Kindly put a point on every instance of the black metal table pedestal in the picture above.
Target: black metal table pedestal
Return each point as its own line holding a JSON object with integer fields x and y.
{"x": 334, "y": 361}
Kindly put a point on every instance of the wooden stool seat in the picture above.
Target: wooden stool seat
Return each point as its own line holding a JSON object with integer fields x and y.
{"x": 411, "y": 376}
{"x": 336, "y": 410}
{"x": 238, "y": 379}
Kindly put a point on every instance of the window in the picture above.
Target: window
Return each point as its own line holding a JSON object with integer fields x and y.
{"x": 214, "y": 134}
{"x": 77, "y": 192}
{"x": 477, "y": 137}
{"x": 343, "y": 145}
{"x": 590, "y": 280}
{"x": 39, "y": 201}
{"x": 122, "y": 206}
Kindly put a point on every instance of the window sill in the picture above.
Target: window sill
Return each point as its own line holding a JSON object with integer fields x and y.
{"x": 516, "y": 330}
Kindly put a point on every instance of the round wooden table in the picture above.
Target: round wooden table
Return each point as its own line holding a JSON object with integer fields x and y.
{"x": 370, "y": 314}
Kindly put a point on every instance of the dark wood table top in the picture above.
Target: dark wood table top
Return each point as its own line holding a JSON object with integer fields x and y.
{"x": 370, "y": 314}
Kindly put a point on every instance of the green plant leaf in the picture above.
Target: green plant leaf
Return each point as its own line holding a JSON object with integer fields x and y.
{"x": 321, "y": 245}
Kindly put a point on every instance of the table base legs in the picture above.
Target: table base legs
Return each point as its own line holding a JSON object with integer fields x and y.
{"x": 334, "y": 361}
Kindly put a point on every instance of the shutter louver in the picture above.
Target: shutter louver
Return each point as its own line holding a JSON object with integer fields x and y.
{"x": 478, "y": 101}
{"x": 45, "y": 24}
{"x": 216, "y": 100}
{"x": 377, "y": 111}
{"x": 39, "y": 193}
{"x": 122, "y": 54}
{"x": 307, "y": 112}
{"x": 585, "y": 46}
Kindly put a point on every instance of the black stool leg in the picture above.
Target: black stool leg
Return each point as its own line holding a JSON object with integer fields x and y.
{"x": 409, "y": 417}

### EXERCISE BRIEF
Reproduce exactly the first line of the listing and every line after it, through the one containing "Kindly put a point on every instance of the round". Nothing else belongs in the output.

### ANSWER TO THIS EXERCISE
Kindly put a point on every instance of the black metal table pedestal in the picture above.
Target: black metal table pedestal
Return each point as its own line holding a JSON object with integer fields x and y.
{"x": 334, "y": 361}
Kindly put a point on every instance of the wooden stool seat in the picture above.
Target: wooden stool seat
Return each point as its own line holding a JSON object with integer fields x and y.
{"x": 411, "y": 376}
{"x": 336, "y": 410}
{"x": 238, "y": 379}
Kindly put a point on every instance of the window in the picture above.
Target: window
Return each point as its own line holding a JSON object with integer fields x and y.
{"x": 214, "y": 134}
{"x": 77, "y": 192}
{"x": 477, "y": 137}
{"x": 343, "y": 145}
{"x": 590, "y": 280}
{"x": 39, "y": 201}
{"x": 122, "y": 206}
Kindly put a point on every instance of the window sill in the picture above.
Target: window sill
Return each point as its own line holding a JSON object with integer fields x and y.
{"x": 516, "y": 330}
Kindly put a point on every instance of the round wooden table in the picture above.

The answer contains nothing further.